■ Задания
1. Ответьте по тексту о семье на вопросы:
(a) Кто удерживает Юстиниана Великого от бегства?
(b) Какое понимание семьи исключается, согласно примечанию?
(c) В каком сборнике помещена статья С. Троицкого «Проблема брака»?
2. Определите, согласуются ли с текстом о семье следующие утверждения:
(a) Единство семьи требует постоянной пространственной близости.
(b) В минуты крайней опасности люди инстинктивно держатся семьями.
(c) Жены древних германцев во время битвы стыдят беглецов.

■ Исходный документ
Исходя из идеала христианской культуры, необходимо признать идеальную семью совершенным всеединством супругов и детей, определяемым в общем указанными выше моментами. [38] В идеале все мысли, чувства и вся деятельность каждого члена семьи должны быть индивидуализацией качествований семьи. Отсюда, конечно, не вытекает, что муж должен являться на политические или ученые собрания в непременном сопровождении жены и малых детей или что мать должна вместе с сыном сидеть в школе и зубрить латинскую грамматику. Единство семьи, как единство духовное, не требует постоянной пространственной близости и, с другой стороны, пространственная близость семьи еще не создает. Однако и пространственная близость, как факт и духовного порядка, иногда оказывается, если не необходимым, то важным моментом обнаружения семьи. Так в минуты крайней опасности и общественных бедствий люди инстинктивно держатся семьями. Мы наблюдаем это, например, когда царица Феодора удерживает Юстиниана Великого от бегства; когда во время забастовок в толпе волнующих рабочих появляются их жены и дети, когда во время битвы жены древних германцев стыдят беглецов и возвращают их назад в бой. С большою художественною силою то же самое выражено в поведении Василисы Егоровны Мироновой («Капитанская дочка»; Ср. Goethe. Gцtz von Berlichingen. IV, 7; V, 20).
38
Это исключает, в частности, ограниченное католическое понимание семьи в связи с «procreatio filiorum» [продолжение рода (лат.)]. Ср. ст. С. Троицкого «Проблема брака» в сборнике «Православие и культура». Берлин, 1923.

■ Исходные данные

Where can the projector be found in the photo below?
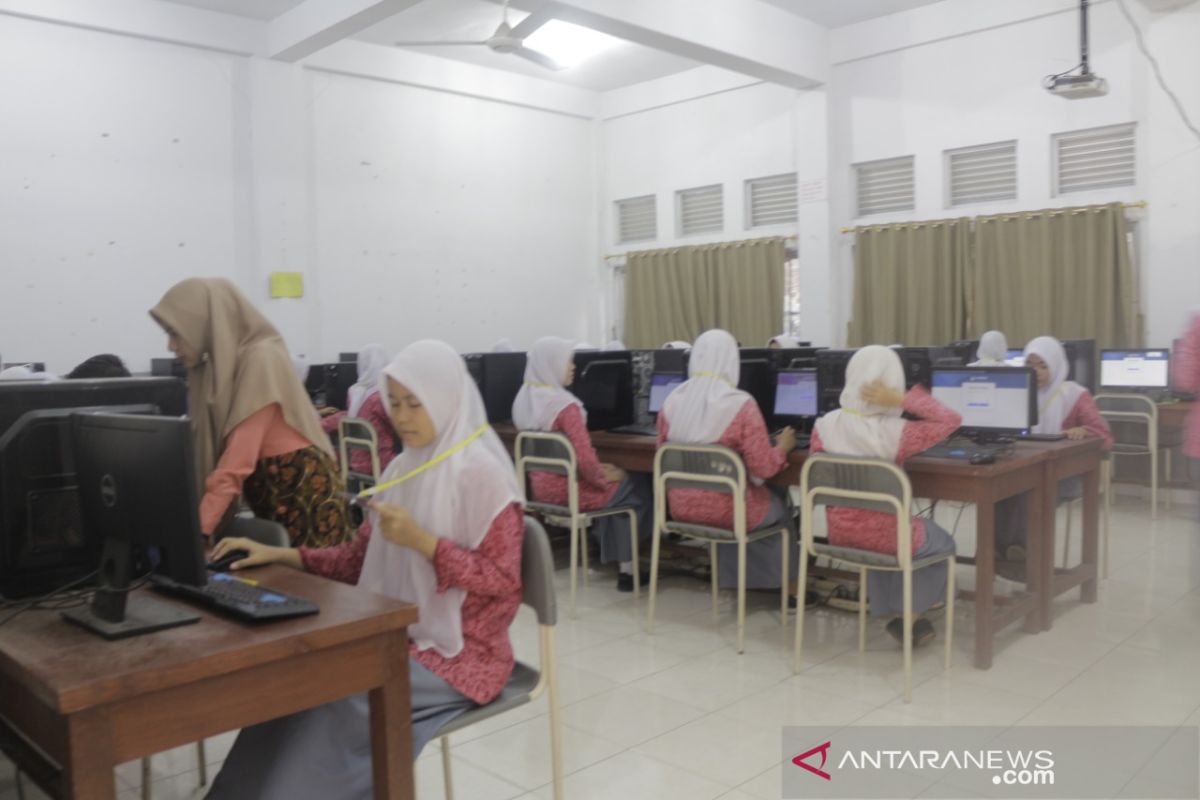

■ Итоговые ответы
1.
(a) Царица Феодора.
(b) Ограниченное католическое понимание семьи в связи с «procreatio filiorum».
(c) В сборнике «Православие и культура» (Берлин, 1923).

2.
(a) Нет: «Единство семьи, как единство духовное, не требует постоянной пространственной близости».
(b) Да: «Так в минуты крайней опасности и общественных бедствий люди инстинктивно держатся семьями».
(c) Да: «когда во время битвы жены древних германцев стыдят беглецов и возвращают их назад в бой».